■ **Task prompt**: Below this task are records; return each one exactly and omit its images.

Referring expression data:
▬▬▬

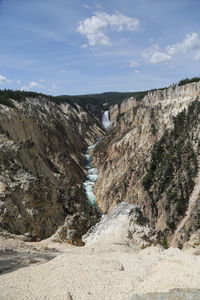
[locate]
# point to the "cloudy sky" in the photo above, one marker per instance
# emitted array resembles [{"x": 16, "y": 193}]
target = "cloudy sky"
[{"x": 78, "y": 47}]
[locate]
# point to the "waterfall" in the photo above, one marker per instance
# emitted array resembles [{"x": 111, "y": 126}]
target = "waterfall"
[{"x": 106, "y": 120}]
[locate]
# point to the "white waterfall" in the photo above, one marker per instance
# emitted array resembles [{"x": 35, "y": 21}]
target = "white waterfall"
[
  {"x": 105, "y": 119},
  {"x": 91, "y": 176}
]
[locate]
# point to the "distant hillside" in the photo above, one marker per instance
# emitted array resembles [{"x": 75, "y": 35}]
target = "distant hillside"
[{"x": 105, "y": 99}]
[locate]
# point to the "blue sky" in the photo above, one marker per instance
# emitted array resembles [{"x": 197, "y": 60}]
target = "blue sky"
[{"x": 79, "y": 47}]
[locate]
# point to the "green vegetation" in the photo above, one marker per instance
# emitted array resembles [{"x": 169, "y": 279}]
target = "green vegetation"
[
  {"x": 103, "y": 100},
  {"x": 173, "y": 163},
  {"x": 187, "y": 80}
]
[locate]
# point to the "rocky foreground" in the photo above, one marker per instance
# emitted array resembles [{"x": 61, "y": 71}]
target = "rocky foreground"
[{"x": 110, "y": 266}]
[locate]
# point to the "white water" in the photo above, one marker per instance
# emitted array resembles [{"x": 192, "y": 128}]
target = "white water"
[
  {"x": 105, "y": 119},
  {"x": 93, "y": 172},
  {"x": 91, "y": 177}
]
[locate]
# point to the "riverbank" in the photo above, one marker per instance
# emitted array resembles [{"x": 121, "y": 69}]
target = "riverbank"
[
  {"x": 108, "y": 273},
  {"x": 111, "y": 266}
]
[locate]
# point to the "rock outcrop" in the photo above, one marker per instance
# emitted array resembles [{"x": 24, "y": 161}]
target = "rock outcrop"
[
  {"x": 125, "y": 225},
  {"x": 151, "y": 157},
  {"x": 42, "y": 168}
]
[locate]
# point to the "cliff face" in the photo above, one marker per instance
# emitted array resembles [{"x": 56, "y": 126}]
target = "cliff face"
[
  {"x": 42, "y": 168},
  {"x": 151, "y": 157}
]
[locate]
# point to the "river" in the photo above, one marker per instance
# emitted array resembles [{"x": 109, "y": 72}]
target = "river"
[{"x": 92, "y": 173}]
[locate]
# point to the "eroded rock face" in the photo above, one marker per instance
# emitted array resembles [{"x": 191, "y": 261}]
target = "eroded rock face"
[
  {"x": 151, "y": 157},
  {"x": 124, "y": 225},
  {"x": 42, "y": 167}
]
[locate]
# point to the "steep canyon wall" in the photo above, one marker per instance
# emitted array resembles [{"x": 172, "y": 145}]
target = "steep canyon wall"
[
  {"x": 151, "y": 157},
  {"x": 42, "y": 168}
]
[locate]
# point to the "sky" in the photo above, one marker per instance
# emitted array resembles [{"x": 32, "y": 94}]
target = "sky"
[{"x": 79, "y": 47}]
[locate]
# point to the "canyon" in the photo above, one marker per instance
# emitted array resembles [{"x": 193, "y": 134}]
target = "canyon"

▬▬▬

■ **Problem solution**:
[locate]
# point to the "cloudy sky" in the photo above, one marker per instance
# emitted array resembles [{"x": 16, "y": 193}]
target = "cloudy sky"
[{"x": 78, "y": 47}]
[locate]
# point to the "waterfall" in the photo above, one marker per instance
# emitted array resembles [{"x": 111, "y": 126}]
target = "waterfall"
[{"x": 106, "y": 120}]
[locate]
# point to the "white waterfall" in the photo above, one marker per instance
# emitted array resembles [{"x": 35, "y": 21}]
target = "white waterfall"
[
  {"x": 105, "y": 119},
  {"x": 91, "y": 176}
]
[locate]
# point to the "distant hillside" in the photo above, one marker per instance
# emitted array resembles [{"x": 75, "y": 35}]
target = "distant hillside"
[{"x": 105, "y": 99}]
[locate]
# point to the "blue sky" in the photo above, one marker per instance
# emitted array resembles [{"x": 197, "y": 60}]
target = "blue sky"
[{"x": 79, "y": 47}]
[locate]
# point to the "green vegetation" in the photo above, one marker per instance
# emitted array resembles [{"x": 169, "y": 279}]
target = "green vegetation"
[
  {"x": 103, "y": 100},
  {"x": 173, "y": 163},
  {"x": 187, "y": 80}
]
[locate]
# point to the "rocky foreground" in the photo above, one marker per instance
# emitted array resembles [{"x": 61, "y": 71}]
target = "rocky foreground"
[{"x": 110, "y": 266}]
[locate]
# point to the "white water" in the photo above, one marker per instance
# emitted array resembles [{"x": 192, "y": 128}]
target = "white water"
[
  {"x": 105, "y": 119},
  {"x": 93, "y": 172},
  {"x": 91, "y": 177}
]
[locate]
# point to the "riverbank" in the photo above, one marker per instance
# emitted array resembles [{"x": 121, "y": 69}]
target = "riverbank"
[
  {"x": 108, "y": 273},
  {"x": 111, "y": 266}
]
[locate]
# point to the "rock outcrop" in the photo above, one marker per instance
# emitted array resembles [{"x": 24, "y": 161}]
target = "rock outcrop"
[
  {"x": 125, "y": 225},
  {"x": 151, "y": 157},
  {"x": 42, "y": 168}
]
[locate]
# point to the "cliff face" in the photo above, one marker per instance
# emitted array resembles [{"x": 56, "y": 126}]
target = "cliff face"
[
  {"x": 42, "y": 168},
  {"x": 151, "y": 157}
]
[locate]
# point to the "river" in the photo above, one marker per instance
# emitted array resembles [{"x": 109, "y": 72}]
target = "river"
[{"x": 92, "y": 173}]
[locate]
# point to the "eroded rock face" in the photo above, one marker per instance
# emitted array resembles [{"x": 191, "y": 261}]
target = "eroded rock face"
[
  {"x": 151, "y": 157},
  {"x": 124, "y": 225},
  {"x": 42, "y": 167}
]
[locate]
# point to the "steep canyon wall" in the photo above, one marker per instance
# emitted array resembles [{"x": 172, "y": 145}]
target = "steep canyon wall"
[
  {"x": 151, "y": 157},
  {"x": 42, "y": 168}
]
[locate]
# point to the "sky" in the photo above, one marker per instance
# emitted array resembles [{"x": 32, "y": 94}]
target = "sky"
[{"x": 79, "y": 47}]
[locate]
# point to the "canyon" in the photo above, one marker per instance
# emitted array resembles [{"x": 193, "y": 134}]
target = "canyon"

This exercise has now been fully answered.